Fragmento del documento:

┄┄┄┄┄┄┄┄┄┄┄┄┄┄┄┄┄┄┄┄

«Fecha estelar 100669.9. Aquí la avanzadilla de exploración procedente del planeta TOI-836b, informando desde el tercer planeta del sistema de la estrella Sol. Acabamos de presenciar el nacimiento de un ser humano, un miembro de la que, al menos en apariencia, es la especie más inteligente del mundo observado. Pedimos confirmación de registro del acontecimiento desde nuestro planeta de origen, a través de la distancia de 89.7 años luz que media entre ambos sistemas. Garantizamos que en todo momento se ha respetado la Primera Directiva».
Aunque sabemos que ninguna avanzadilla extraterrestre ha visitado la Tierra, nada nos impide fantasear con que en algún momento haya ocurrido. Al fin y al cabo, la Primera Directiva de las flotas estelares obliga a mantener la discreción a toda costa, a no revelar su presencia ni interferir en el curso de la historia de los mundos visitados. Supongamos que están aquí pero han logrado que no nos demos cuenta.
La tripulación interestelar procedente de TOI-836b afirma haber presenciado in situ el nacimiento de un ser humano en una fecha estelar correspondiente a enero de 2023. Pero ¿qué es lo que han visto desde aquel lejano planeta si han estado observando en ese mismísimo instante, desde tan lejos, la Tierra con un telescopio?

┄┄┄┄┄┄┄┄┄┄┄┄┄┄┄┄┄┄┄┄

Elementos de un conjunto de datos
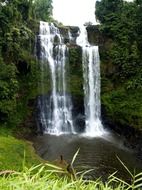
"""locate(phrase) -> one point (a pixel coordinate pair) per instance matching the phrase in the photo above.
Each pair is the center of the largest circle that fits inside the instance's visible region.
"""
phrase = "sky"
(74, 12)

┄┄┄┄┄┄┄┄┄┄┄┄┄┄┄┄┄┄┄┄

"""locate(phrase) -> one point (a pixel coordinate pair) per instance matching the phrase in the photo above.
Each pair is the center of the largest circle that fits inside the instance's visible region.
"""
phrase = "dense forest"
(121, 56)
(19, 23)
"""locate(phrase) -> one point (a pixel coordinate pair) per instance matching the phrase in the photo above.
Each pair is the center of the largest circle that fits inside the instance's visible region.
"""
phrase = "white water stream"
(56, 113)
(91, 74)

┄┄┄┄┄┄┄┄┄┄┄┄┄┄┄┄┄┄┄┄

Ejercicios propuestos:
- a) Determina si cada afirmación concuerda con el fragmento sobre la avanzadilla de TOI-836b: (i) la distancia entre ambos sistemas es de 89.7 años luz; (ii) la Primera Directiva permite interferir en la historia de los mundos visitados; (iii) la fecha estelar del nacimiento corresponde a enero de 2023. Responde sí o no y cita literalmente las palabras decisivas.
- b) Redacta la continuación del fragmento sobre la avanzadilla de TOI-836b a partir de su última oración.

Soluciones:
- a)
(i) Sí: «a través de la distancia de 89.7 años luz que media entre ambos sistemas».
(ii) No: «a no revelar su presencia ni interferir en el curso de la historia de los mundos visitados».
(iii) Sí: «en una fecha estelar correspondiente a enero de 2023».

- b)
Los seres humanos no disponemos de la tecnología necesaria para observar ningún mundo del cosmos, ni siquiera la Luna, con detalle suficiente como para distinguir seres humanos individuales. Pero suponemos que en TOI-836b la tecnología es muy avanzada, así que admitamos que cuentan con algún telescopio prodigioso capaz de semejante proeza desde el punto de vista óptico.
Si en la patria planetaria del grupo expedicionario han estado mirando hacia aquí con atención, es posible que en la fecha estelar 100669.9 hayan presenciado también un nacimiento… pero no el mismo del que informa la avanzadilla de exploración, sino el de la abuela de este bebé. Efectivamente, desde TOI-836b ven la Tierra del pasado, la de hace 89.7 años. Ven un feliz día de mayo del año 1933, fecha en que nació la abuela del bebé sobre el que hoy informa la expedición interestelar.
Percibimos el cosmos a través de «mensajeros» que se desplazan con una velocidad finita, siempre igual o inferior a la de la luz en el vacío. Uno de esos mensajeros, el sonido, una fuente de información cotidiana para el ser humano, se propaga tan despacio que en ocasiones nos sorprende con efectos debidos a esa lentitud, como el eco, o como el retardo que media entre el rayo y el trueno.
En astronomía contamos con tres mensajeros principales. El primero y más tradicional es la radiación electromagnética, que incluye la luz, y que viaja con la velocidad máxima permitida por la física, de casi 300 000 kilómetros por segundo. En segundo lugar encontramos la radiación gravitatoria, que es igual de rápida. Y, por último, tenemos los neutrinos, que se mueven un poco más lentos debido a que cuentan con una cierta masa en reposo pequeña, pero no nula. Podríamos añadir un cuarto mensajero, los rayos cósmicos, aunque de importancia menor que los tres principales.
Ningún mensajero puede trasportar información más deprisa que la propia velocidad con la que viaja. En el caso de la luz esto implica un retardo de la misma naturaleza que el comentado más arriba para el sonido de un trueno. Pero, al ser la radiación electromagnética muchísimo más veloz que el sonido, se necesitan distancias mucho mayores para que empiece a percibirse algún efecto de retraso.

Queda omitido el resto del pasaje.